Source material
** Start **

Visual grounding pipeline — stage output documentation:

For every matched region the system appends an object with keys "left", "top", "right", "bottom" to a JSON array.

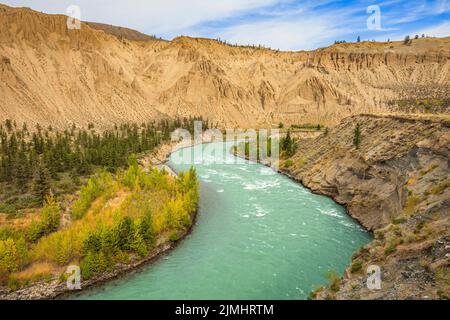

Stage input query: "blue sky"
[{"left": 0, "top": 0, "right": 450, "bottom": 50}]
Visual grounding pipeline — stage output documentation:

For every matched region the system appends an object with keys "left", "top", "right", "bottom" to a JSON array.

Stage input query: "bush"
[
  {"left": 27, "top": 195, "right": 61, "bottom": 242},
  {"left": 326, "top": 270, "right": 341, "bottom": 292},
  {"left": 351, "top": 261, "right": 362, "bottom": 273},
  {"left": 384, "top": 244, "right": 397, "bottom": 256},
  {"left": 283, "top": 159, "right": 294, "bottom": 168},
  {"left": 0, "top": 238, "right": 28, "bottom": 275},
  {"left": 71, "top": 171, "right": 113, "bottom": 219}
]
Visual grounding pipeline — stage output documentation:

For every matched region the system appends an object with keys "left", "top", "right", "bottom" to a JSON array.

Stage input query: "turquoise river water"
[{"left": 75, "top": 142, "right": 371, "bottom": 299}]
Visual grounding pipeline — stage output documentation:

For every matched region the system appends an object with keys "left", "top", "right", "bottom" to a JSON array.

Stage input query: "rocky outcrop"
[
  {"left": 0, "top": 5, "right": 450, "bottom": 128},
  {"left": 283, "top": 115, "right": 450, "bottom": 299}
]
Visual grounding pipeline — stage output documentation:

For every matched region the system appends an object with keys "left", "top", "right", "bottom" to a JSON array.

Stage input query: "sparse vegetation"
[{"left": 0, "top": 157, "right": 198, "bottom": 288}]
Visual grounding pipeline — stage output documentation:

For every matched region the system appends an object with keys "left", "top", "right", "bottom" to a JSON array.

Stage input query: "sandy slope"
[{"left": 0, "top": 5, "right": 450, "bottom": 127}]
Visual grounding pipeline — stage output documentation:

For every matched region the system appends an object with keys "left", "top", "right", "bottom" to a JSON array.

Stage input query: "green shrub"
[
  {"left": 326, "top": 270, "right": 341, "bottom": 292},
  {"left": 27, "top": 196, "right": 61, "bottom": 242},
  {"left": 283, "top": 159, "right": 294, "bottom": 168},
  {"left": 392, "top": 217, "right": 407, "bottom": 225},
  {"left": 351, "top": 261, "right": 362, "bottom": 273},
  {"left": 384, "top": 244, "right": 397, "bottom": 256}
]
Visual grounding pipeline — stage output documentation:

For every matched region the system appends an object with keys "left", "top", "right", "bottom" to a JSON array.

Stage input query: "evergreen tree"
[
  {"left": 353, "top": 123, "right": 361, "bottom": 149},
  {"left": 33, "top": 161, "right": 50, "bottom": 205}
]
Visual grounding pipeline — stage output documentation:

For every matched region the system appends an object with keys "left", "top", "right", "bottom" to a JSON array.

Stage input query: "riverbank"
[{"left": 280, "top": 115, "right": 450, "bottom": 299}]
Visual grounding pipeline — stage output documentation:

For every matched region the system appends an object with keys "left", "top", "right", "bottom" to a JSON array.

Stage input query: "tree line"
[{"left": 0, "top": 117, "right": 209, "bottom": 205}]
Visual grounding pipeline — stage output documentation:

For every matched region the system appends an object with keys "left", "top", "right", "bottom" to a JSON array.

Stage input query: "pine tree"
[{"left": 353, "top": 123, "right": 361, "bottom": 149}]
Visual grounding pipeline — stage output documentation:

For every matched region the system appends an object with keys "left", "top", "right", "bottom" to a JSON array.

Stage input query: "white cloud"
[
  {"left": 2, "top": 0, "right": 286, "bottom": 35},
  {"left": 414, "top": 21, "right": 450, "bottom": 37},
  {"left": 214, "top": 17, "right": 345, "bottom": 50}
]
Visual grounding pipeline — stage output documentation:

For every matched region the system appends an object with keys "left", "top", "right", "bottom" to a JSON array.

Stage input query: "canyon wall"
[
  {"left": 282, "top": 115, "right": 450, "bottom": 299},
  {"left": 0, "top": 5, "right": 450, "bottom": 127}
]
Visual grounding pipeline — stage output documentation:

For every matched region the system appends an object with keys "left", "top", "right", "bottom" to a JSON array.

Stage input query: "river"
[{"left": 77, "top": 142, "right": 371, "bottom": 299}]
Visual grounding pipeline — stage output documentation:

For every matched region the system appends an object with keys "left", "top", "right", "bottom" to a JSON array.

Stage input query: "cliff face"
[
  {"left": 0, "top": 5, "right": 450, "bottom": 127},
  {"left": 284, "top": 115, "right": 450, "bottom": 299}
]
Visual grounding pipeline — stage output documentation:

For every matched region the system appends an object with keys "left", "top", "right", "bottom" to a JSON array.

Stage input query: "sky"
[{"left": 0, "top": 0, "right": 450, "bottom": 50}]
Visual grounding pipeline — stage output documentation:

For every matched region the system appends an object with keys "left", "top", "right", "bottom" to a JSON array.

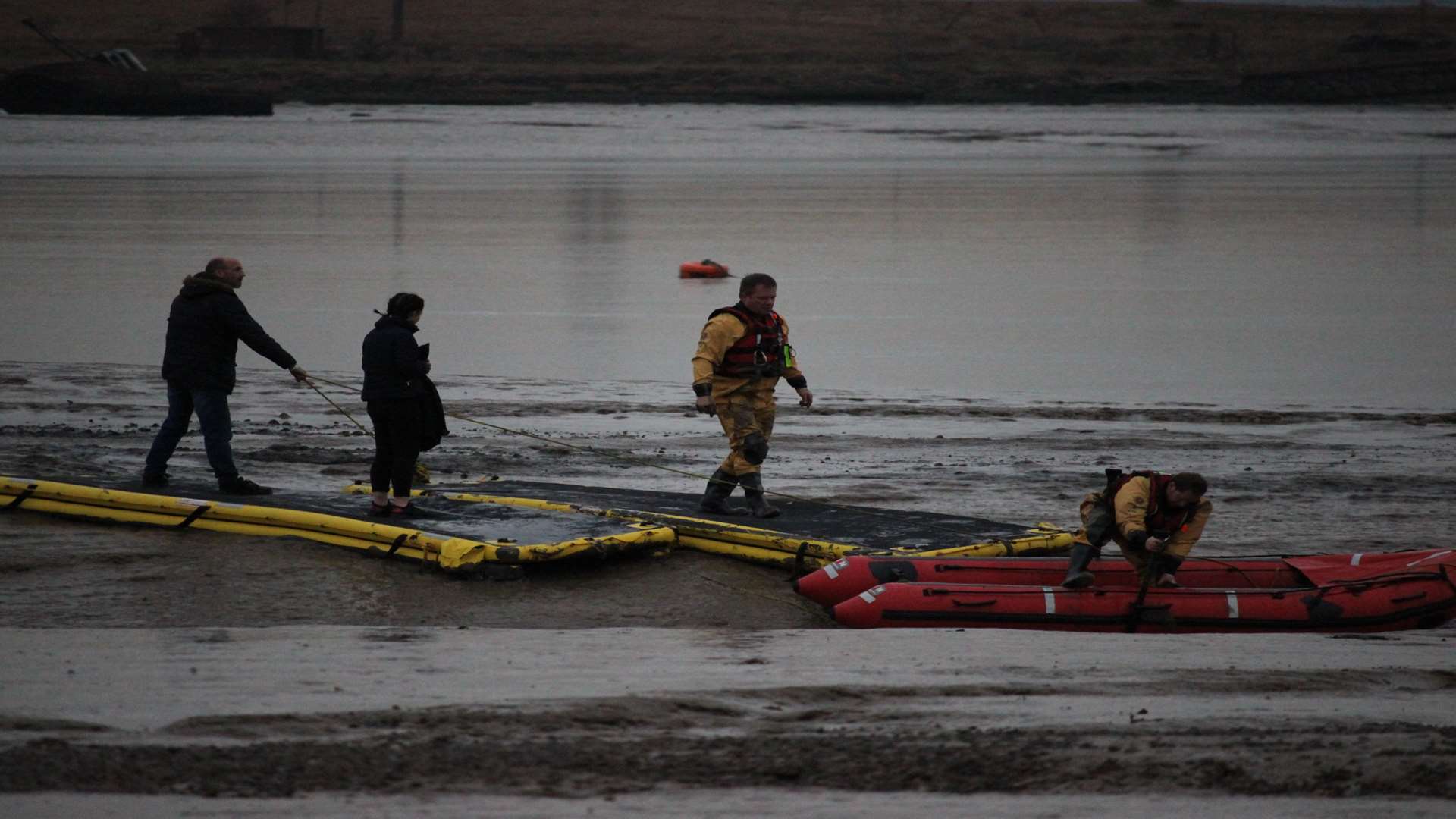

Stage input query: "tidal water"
[{"left": 0, "top": 105, "right": 1456, "bottom": 411}]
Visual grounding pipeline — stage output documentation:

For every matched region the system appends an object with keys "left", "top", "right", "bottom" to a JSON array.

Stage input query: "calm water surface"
[{"left": 0, "top": 105, "right": 1456, "bottom": 410}]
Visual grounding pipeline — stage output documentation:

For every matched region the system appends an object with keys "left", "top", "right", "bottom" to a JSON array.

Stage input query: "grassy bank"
[{"left": 0, "top": 0, "right": 1456, "bottom": 103}]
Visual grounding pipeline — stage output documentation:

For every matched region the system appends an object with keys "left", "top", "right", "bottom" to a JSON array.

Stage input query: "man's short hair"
[
  {"left": 738, "top": 272, "right": 779, "bottom": 299},
  {"left": 1174, "top": 472, "right": 1209, "bottom": 497}
]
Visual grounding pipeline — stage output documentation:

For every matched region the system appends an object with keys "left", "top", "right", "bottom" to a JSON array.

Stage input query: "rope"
[
  {"left": 309, "top": 375, "right": 1031, "bottom": 544},
  {"left": 304, "top": 376, "right": 374, "bottom": 438}
]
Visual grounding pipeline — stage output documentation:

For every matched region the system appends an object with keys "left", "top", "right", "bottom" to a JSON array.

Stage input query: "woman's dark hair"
[{"left": 384, "top": 293, "right": 425, "bottom": 319}]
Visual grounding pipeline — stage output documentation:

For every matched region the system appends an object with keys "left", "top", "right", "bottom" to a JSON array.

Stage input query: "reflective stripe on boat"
[{"left": 1405, "top": 549, "right": 1451, "bottom": 566}]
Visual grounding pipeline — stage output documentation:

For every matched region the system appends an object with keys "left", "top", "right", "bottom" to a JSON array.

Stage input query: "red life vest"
[
  {"left": 1102, "top": 469, "right": 1198, "bottom": 539},
  {"left": 708, "top": 302, "right": 783, "bottom": 378}
]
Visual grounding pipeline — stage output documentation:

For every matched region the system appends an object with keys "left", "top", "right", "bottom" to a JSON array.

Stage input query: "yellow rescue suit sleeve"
[
  {"left": 1168, "top": 500, "right": 1213, "bottom": 557},
  {"left": 693, "top": 313, "right": 742, "bottom": 384},
  {"left": 1112, "top": 475, "right": 1153, "bottom": 541}
]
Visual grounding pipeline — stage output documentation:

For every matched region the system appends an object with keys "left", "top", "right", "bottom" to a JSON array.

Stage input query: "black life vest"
[
  {"left": 708, "top": 302, "right": 783, "bottom": 378},
  {"left": 1102, "top": 469, "right": 1198, "bottom": 539}
]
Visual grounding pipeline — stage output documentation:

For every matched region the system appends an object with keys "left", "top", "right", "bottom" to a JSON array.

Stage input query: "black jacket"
[
  {"left": 361, "top": 316, "right": 429, "bottom": 400},
  {"left": 162, "top": 274, "right": 299, "bottom": 392}
]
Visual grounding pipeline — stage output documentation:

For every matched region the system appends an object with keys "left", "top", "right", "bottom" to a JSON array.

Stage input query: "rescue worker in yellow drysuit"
[
  {"left": 1062, "top": 469, "right": 1213, "bottom": 588},
  {"left": 693, "top": 272, "right": 814, "bottom": 517}
]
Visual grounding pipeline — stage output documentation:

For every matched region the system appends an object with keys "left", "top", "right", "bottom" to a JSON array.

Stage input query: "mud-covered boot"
[
  {"left": 738, "top": 472, "right": 779, "bottom": 517},
  {"left": 1062, "top": 544, "right": 1097, "bottom": 588},
  {"left": 698, "top": 469, "right": 741, "bottom": 514}
]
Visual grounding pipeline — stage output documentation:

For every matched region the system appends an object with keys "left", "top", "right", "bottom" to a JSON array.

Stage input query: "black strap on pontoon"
[
  {"left": 177, "top": 504, "right": 212, "bottom": 529},
  {"left": 789, "top": 541, "right": 810, "bottom": 580},
  {"left": 0, "top": 484, "right": 38, "bottom": 512}
]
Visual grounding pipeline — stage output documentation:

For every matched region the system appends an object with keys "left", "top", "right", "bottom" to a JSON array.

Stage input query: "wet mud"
[{"left": 0, "top": 363, "right": 1456, "bottom": 810}]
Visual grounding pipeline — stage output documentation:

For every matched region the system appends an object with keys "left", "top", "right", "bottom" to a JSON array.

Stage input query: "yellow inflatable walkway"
[
  {"left": 344, "top": 484, "right": 1072, "bottom": 568},
  {"left": 0, "top": 476, "right": 676, "bottom": 573}
]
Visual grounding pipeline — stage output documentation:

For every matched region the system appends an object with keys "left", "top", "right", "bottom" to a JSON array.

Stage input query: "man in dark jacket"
[
  {"left": 141, "top": 258, "right": 309, "bottom": 495},
  {"left": 361, "top": 293, "right": 431, "bottom": 516}
]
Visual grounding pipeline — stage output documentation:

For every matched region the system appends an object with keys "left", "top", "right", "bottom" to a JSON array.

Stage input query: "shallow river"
[{"left": 0, "top": 105, "right": 1456, "bottom": 411}]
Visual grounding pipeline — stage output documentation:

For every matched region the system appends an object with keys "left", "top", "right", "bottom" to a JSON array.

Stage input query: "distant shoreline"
[{"left": 8, "top": 0, "right": 1456, "bottom": 105}]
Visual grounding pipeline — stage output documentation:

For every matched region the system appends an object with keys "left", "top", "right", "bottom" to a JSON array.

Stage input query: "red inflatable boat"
[{"left": 796, "top": 549, "right": 1456, "bottom": 632}]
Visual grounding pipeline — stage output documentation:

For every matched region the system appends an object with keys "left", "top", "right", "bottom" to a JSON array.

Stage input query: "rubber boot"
[
  {"left": 1062, "top": 544, "right": 1095, "bottom": 588},
  {"left": 738, "top": 472, "right": 779, "bottom": 517},
  {"left": 698, "top": 469, "right": 738, "bottom": 514}
]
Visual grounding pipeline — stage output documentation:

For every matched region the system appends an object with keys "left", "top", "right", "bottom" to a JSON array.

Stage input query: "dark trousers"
[
  {"left": 369, "top": 398, "right": 424, "bottom": 497},
  {"left": 146, "top": 383, "right": 237, "bottom": 479}
]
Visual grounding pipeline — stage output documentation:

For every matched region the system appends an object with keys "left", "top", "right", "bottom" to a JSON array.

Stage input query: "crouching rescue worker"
[
  {"left": 693, "top": 272, "right": 814, "bottom": 517},
  {"left": 1062, "top": 469, "right": 1213, "bottom": 588}
]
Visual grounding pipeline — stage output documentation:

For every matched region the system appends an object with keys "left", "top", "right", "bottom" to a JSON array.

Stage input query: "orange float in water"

** End **

Task to complete
Pick out each line of the entries above that contains the word "rescue", and copy those lines. Capitalization must match.

Written response
Stage input query: "yellow rescue suit sleeve"
Stage input query: "rescue worker in yellow drysuit"
Stage input query: "crouching rescue worker"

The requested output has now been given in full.